MATERIALS PROVIDED
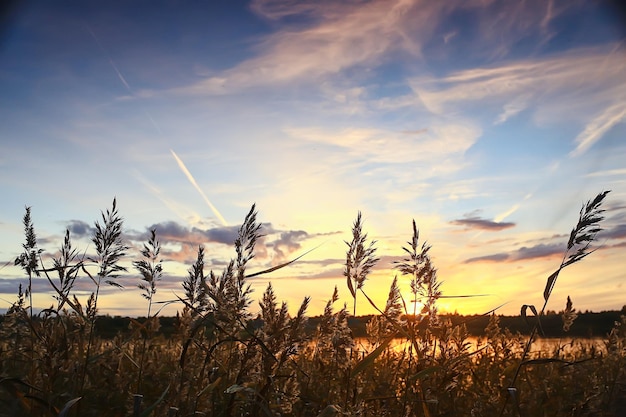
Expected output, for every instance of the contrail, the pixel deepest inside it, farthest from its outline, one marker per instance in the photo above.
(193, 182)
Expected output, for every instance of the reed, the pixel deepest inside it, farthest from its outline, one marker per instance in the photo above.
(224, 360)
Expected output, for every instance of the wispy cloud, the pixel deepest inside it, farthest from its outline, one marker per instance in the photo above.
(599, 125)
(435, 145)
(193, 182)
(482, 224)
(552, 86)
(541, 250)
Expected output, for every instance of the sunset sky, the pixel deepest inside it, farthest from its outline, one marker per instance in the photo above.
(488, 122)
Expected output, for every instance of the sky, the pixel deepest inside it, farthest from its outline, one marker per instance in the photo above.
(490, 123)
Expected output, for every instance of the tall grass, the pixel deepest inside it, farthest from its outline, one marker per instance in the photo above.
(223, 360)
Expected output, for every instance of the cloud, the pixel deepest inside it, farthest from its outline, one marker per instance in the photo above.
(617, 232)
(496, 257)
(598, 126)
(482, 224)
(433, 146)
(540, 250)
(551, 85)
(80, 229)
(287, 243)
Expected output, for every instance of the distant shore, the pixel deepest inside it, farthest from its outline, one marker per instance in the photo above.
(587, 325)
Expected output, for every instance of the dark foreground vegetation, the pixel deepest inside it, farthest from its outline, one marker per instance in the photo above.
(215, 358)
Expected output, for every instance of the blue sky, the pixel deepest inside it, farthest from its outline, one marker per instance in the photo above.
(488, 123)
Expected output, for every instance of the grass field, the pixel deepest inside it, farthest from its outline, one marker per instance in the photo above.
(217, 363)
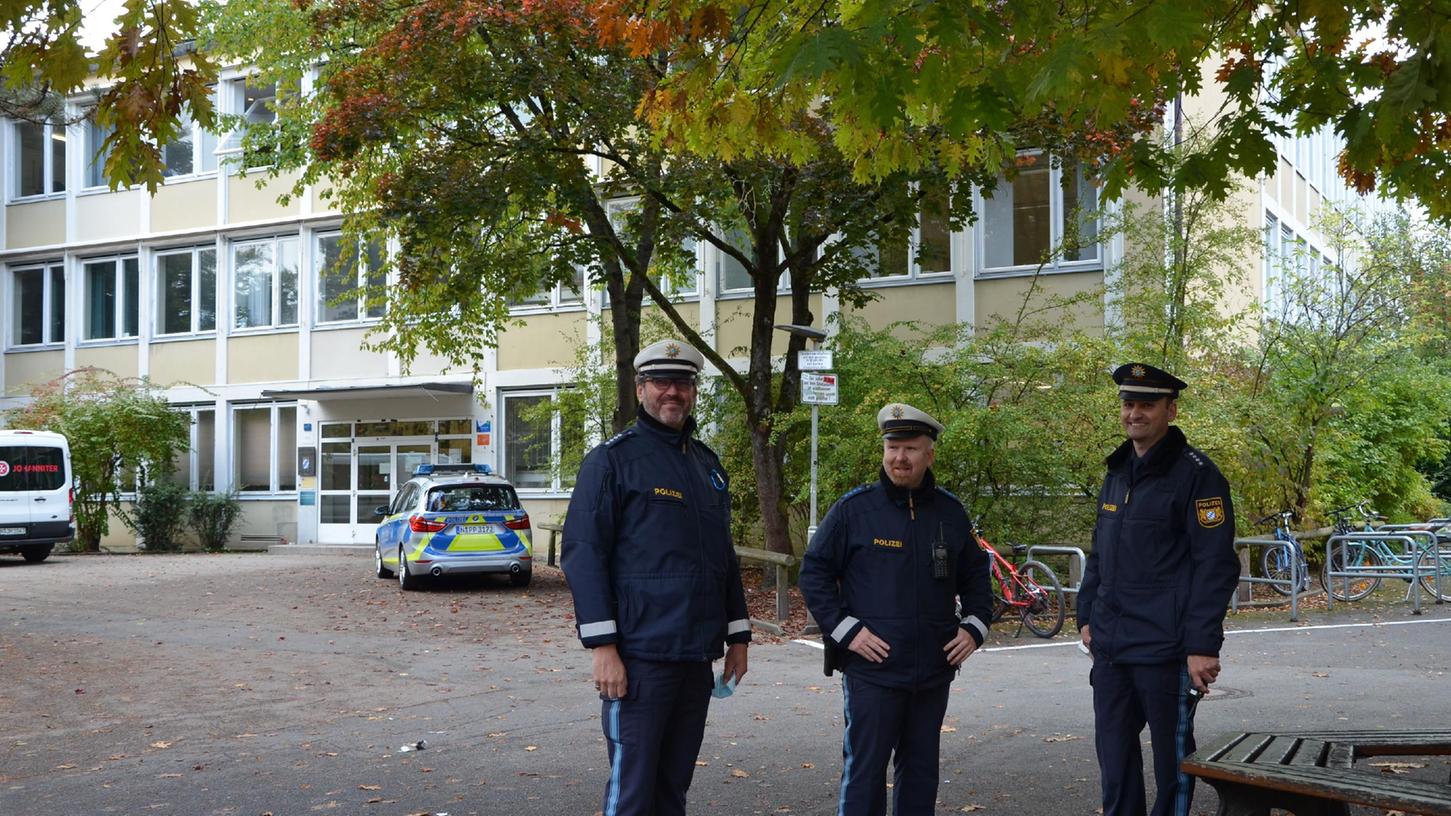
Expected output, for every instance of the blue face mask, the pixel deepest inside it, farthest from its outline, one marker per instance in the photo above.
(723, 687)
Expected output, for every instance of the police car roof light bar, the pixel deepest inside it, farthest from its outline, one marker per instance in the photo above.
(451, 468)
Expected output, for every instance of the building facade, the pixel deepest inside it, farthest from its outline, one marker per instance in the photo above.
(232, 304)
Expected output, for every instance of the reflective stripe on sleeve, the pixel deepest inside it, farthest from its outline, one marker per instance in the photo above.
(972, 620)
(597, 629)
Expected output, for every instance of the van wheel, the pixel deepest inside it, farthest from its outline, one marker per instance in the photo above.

==

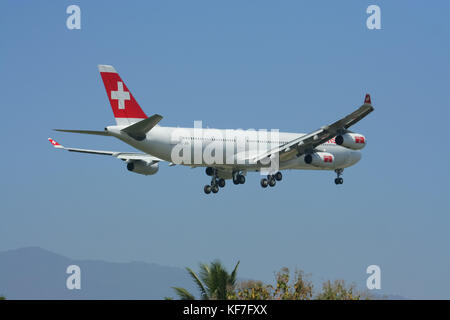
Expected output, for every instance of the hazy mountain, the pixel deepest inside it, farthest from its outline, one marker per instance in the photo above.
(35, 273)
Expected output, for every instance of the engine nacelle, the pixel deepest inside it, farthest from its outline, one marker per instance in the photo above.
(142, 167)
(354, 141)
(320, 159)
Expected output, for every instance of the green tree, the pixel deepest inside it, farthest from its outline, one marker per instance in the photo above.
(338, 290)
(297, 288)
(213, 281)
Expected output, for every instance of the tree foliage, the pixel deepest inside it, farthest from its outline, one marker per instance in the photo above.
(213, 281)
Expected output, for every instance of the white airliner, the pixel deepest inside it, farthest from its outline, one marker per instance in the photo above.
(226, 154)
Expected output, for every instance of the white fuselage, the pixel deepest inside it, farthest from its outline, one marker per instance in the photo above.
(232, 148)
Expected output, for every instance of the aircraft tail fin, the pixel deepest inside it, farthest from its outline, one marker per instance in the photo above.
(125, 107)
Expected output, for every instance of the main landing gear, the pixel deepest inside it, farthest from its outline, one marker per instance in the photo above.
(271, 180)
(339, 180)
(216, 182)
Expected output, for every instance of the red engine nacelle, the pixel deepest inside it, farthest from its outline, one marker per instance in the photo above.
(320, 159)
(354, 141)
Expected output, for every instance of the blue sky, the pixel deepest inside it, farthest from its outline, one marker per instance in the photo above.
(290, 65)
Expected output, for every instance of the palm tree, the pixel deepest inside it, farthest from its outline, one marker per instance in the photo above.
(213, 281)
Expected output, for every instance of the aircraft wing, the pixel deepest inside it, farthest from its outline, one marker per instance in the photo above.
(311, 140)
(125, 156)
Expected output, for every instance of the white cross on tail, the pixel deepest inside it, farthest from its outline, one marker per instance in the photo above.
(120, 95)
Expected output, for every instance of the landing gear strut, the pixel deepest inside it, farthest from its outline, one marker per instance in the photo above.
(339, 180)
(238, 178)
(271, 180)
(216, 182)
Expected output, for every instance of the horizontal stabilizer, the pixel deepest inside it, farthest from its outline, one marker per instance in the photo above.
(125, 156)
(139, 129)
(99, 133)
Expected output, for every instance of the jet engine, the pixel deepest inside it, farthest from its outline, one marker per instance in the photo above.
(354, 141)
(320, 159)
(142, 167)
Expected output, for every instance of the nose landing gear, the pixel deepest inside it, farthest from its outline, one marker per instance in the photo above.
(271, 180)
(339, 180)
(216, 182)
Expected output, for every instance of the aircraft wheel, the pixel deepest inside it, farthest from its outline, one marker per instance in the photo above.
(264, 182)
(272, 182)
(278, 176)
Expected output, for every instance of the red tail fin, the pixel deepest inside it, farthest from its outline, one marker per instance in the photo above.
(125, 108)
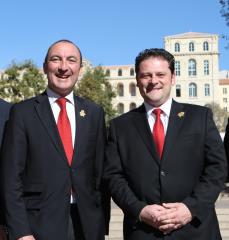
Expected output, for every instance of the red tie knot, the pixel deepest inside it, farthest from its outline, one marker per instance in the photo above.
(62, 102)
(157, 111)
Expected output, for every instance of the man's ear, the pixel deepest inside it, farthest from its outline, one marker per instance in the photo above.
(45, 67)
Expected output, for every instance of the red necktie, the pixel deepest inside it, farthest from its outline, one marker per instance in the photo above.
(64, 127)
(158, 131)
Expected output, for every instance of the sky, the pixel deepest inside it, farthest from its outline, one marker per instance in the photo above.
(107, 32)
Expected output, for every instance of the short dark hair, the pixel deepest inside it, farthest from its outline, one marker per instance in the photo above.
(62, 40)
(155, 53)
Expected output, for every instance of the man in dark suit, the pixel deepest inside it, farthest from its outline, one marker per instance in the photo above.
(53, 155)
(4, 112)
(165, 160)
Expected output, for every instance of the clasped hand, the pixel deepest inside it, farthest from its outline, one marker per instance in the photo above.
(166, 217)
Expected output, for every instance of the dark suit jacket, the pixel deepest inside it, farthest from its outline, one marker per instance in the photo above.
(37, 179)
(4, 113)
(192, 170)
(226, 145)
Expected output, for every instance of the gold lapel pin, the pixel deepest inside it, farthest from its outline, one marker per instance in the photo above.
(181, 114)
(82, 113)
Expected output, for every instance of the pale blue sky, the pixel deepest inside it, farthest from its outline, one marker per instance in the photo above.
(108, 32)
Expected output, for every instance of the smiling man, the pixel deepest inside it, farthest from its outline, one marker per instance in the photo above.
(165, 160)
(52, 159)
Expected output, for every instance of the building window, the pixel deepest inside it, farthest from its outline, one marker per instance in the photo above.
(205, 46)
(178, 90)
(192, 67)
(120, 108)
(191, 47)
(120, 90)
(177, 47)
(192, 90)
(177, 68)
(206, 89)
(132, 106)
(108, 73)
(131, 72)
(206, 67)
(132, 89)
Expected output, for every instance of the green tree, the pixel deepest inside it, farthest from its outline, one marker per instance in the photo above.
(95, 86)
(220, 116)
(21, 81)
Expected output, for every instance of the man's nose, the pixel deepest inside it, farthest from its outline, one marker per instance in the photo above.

INSTRUCTIONS FOR THE TASK
Above are the entries. Quote exactly the lines from the one bearing "Expected output, for every instance of the short" through the one bearing "Expected output, for every instance of the man's nose, the".

OUTPUT OF THE EXERCISE
Expected output, for every instance of the short dark hair, the pixel deepest inside it, farthest from its outline, one marker per instance in the photo above.
(62, 40)
(155, 53)
Expected output, for every instance of the man in dark suit, the pixel deepest inside it, farthest from its outline, one marker per instance in the photo above.
(53, 155)
(4, 112)
(165, 160)
Expected output, for every instance of the clasped hand, the pixel deepest inside it, farthest from its outline, one marker per instance in the photo above.
(166, 217)
Expected output, for every instance of the dark suit jacket, the pixel deepest inside it, farthest from its outline, one marker per instance in the photo above.
(37, 179)
(4, 113)
(192, 170)
(226, 145)
Expected output, for every instance of the gold lapel pin, the pixel deepest inside it, farthest from its outline, one marker per instance in the photo above.
(181, 114)
(82, 113)
Expected output, for every instance of the pale blue sky, the pixel deepest inside it, farthest from its outline, one marker per instance in the photo above.
(108, 32)
Expected output, for every instance of the smiling man, the pixel deepest inside it, farthest from its outline, one marker per instance in the photo above.
(165, 160)
(52, 159)
Expected output, for every instance of the building window, the pixel deepest inside it, farthest from its outline, one marker per instance in the photo above.
(205, 46)
(178, 90)
(192, 67)
(120, 108)
(191, 47)
(120, 90)
(177, 47)
(192, 90)
(177, 68)
(206, 89)
(132, 106)
(108, 73)
(131, 72)
(206, 67)
(132, 89)
Expected output, for every instance of the green tree, the pixel deepest inside it, farthest from its outline, one marker per instance in the photo above.
(95, 86)
(220, 116)
(21, 81)
Expected output, for every instance of the man's nose, the pixel deepest inside it, farthest from its outline, one marker per instance in the photo above.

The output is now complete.